__Request__.
Pull every line of text from the items below and reproduce it unchanged, leaving the pictures out of your answer.

__Material provided__.
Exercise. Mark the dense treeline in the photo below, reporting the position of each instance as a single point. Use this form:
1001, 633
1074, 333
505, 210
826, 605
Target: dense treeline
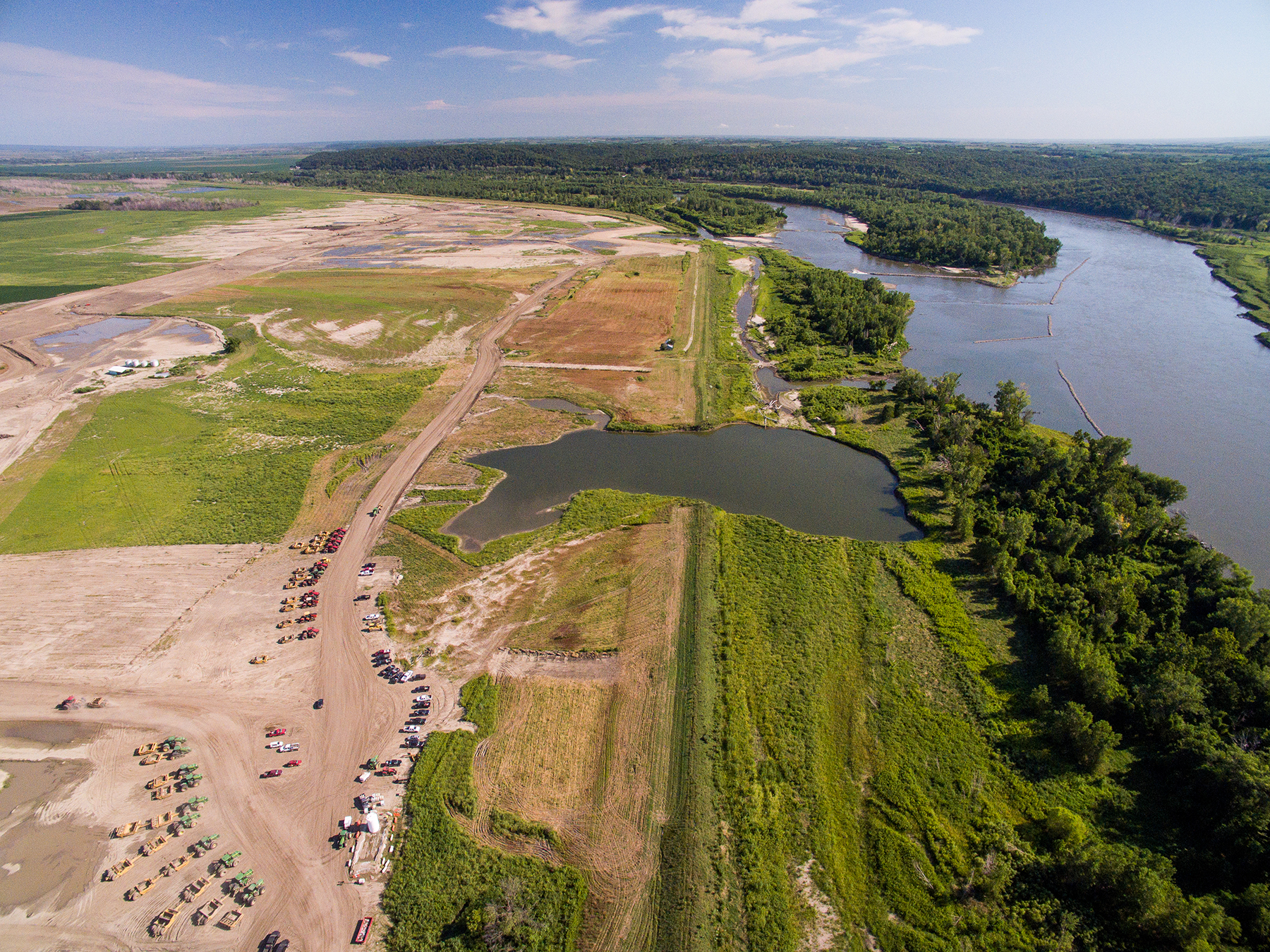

__Problem solution__.
Exercise. Mark the dense treeline in the photo below, reporting the position of each instance as a single point. Use this form:
1001, 633
1074, 333
505, 210
826, 605
Target: dense treeline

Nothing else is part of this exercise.